» Aim of the task
A faithful copy of all the data below, please; leave no line out.

Point localization data
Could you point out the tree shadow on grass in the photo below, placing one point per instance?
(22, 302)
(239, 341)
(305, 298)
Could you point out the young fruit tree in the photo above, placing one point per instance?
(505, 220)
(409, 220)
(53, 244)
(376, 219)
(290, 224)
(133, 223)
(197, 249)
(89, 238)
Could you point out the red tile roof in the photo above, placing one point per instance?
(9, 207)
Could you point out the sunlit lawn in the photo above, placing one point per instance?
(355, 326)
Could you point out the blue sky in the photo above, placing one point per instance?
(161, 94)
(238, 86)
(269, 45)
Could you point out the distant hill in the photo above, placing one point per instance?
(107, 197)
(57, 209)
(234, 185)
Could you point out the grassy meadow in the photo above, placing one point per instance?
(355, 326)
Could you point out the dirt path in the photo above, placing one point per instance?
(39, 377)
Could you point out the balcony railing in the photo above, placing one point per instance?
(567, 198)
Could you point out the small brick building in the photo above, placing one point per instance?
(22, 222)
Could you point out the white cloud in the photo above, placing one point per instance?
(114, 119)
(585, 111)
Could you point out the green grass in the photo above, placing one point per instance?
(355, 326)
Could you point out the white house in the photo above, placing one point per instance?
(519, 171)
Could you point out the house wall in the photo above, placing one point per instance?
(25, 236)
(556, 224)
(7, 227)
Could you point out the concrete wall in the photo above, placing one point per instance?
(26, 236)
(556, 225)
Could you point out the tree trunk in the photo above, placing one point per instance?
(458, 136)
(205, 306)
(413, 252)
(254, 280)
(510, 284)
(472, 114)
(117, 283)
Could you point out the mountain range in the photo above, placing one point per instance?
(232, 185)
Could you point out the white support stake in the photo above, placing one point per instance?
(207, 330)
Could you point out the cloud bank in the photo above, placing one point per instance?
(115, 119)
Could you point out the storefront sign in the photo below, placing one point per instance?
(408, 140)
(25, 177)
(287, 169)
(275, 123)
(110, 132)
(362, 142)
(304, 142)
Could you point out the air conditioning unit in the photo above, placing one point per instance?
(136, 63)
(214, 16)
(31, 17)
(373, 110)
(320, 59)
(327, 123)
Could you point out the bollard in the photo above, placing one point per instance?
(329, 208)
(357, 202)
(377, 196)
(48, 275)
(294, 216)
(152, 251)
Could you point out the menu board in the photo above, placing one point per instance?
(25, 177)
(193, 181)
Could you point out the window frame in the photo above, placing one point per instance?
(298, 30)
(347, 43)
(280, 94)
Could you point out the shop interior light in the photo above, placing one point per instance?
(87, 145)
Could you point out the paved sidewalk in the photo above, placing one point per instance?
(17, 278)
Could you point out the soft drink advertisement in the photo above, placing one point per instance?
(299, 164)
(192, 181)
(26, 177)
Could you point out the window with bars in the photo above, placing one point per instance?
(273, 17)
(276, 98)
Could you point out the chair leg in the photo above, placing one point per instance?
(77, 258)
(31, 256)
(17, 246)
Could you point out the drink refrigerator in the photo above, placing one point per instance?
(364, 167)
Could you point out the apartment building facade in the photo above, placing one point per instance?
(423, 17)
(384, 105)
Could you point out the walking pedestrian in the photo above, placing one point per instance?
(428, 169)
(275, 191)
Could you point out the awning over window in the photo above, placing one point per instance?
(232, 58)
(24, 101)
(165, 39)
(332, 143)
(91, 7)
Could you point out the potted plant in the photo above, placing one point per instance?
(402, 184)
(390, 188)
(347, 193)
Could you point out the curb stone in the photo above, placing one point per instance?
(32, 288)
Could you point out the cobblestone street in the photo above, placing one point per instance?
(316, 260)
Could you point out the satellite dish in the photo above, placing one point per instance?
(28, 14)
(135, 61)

» Output below
Could you point out the tree shadow on grass in the photo below, placing one point per instance?
(22, 302)
(239, 341)
(305, 298)
Could you point out the young fruit tree in the photo above, placing one point per instance?
(505, 220)
(409, 220)
(53, 244)
(376, 219)
(290, 224)
(133, 223)
(197, 249)
(89, 238)
Could you point out the red tile roof in the photo above, placing one point per instance?
(9, 207)
Could you point out the sunlit lawn in the photo above, placing one point per instance?
(355, 326)
Could you point out the blue sky in the photo above, placing one point per instance?
(161, 94)
(238, 86)
(269, 45)
Could you point out the distant hill in the photo above, placing one point per instance?
(107, 197)
(57, 209)
(234, 185)
Could you point out the grassy meadow in the photo above, placing one point per instance?
(355, 326)
Could you point out the dirt path in the photo above, placing one point per instance?
(39, 377)
Could you point out the balcony railing in the photo above, placing one point per instance?
(567, 198)
Could you point out the small brick building in the photo above, placing one point per instance?
(22, 222)
Could you point out the white cloud in the photo above, placing one point per instance?
(114, 119)
(585, 111)
Could you point out the green grass in the photo above, placing one point per instance?
(355, 326)
Could you point out the white house in the photo above, placing one point per instance?
(519, 171)
Could you point out the house wall in the photo above, placing one point per instance?
(25, 236)
(556, 224)
(7, 227)
Could you point out the concrete wall in the photo above, placing one point per instance?
(26, 236)
(556, 225)
Could you point out the tree trunk in the photo above, placing one point per instance?
(458, 136)
(205, 306)
(413, 252)
(254, 280)
(510, 284)
(472, 114)
(117, 283)
Could you point out the mountain range in the photo above, placing one point per instance?
(232, 185)
Could you point out the white support stake in the photo above, placing one point per instance?
(207, 330)
Could you point out the cloud bank in the photo above, placing one point per instance?
(115, 119)
Could you point out the storefront sign in the photo below, placing one point per instance?
(408, 140)
(25, 177)
(287, 169)
(275, 123)
(110, 132)
(362, 142)
(304, 142)
Could you point out the air conditioning unit in the photo above, placing one point per instance?
(136, 63)
(214, 16)
(31, 17)
(373, 110)
(320, 59)
(327, 123)
Could you point out the bollard in the photo above, placing one point per instance?
(329, 208)
(357, 202)
(377, 196)
(48, 275)
(294, 216)
(152, 251)
Could you point out the menu board in the photo above, placing one point per instance?
(25, 177)
(193, 181)
Could you point out the window frame in the photo above, placing one point per instance?
(298, 30)
(347, 43)
(280, 94)
Could you point out the shop interior light in the photo above, placing one point per instance?
(87, 145)
Could you point out the paved sidewalk in the photo above, placing one point per instance?
(17, 278)
Could you point out the soft drink advertisement in the photo above, placing one point per instance?
(299, 164)
(192, 181)
(26, 177)
Could you point out the window with bars in the photo above, placing one point per instance?
(273, 17)
(276, 98)
Could you point out the chair leg in the photo above, placing one point per instance?
(77, 258)
(31, 256)
(17, 246)
Could you point out the drink refrigerator in the photo above, placing one point per instance?
(364, 167)
Could you point out the apartment building facade in the photo above, placing one point per instance?
(423, 17)
(384, 105)
Could you point out the walking pedestrian in the photo above, placing one point per instance?
(428, 169)
(275, 191)
Could you point out the awning over window in the photo above, placing one point per instance?
(232, 58)
(24, 101)
(165, 39)
(332, 143)
(91, 7)
Could you point out the potted plant in the photo above, placing one point per instance?
(402, 184)
(390, 188)
(347, 193)
Could you point out the curb stone in the photo above, placing one point per instance?
(32, 288)
Could you point out the cobblestone street in the photo above, placing one point per instance?
(316, 260)
Could you point out the satellite dish in the photo above, placing one point per instance?
(28, 14)
(135, 61)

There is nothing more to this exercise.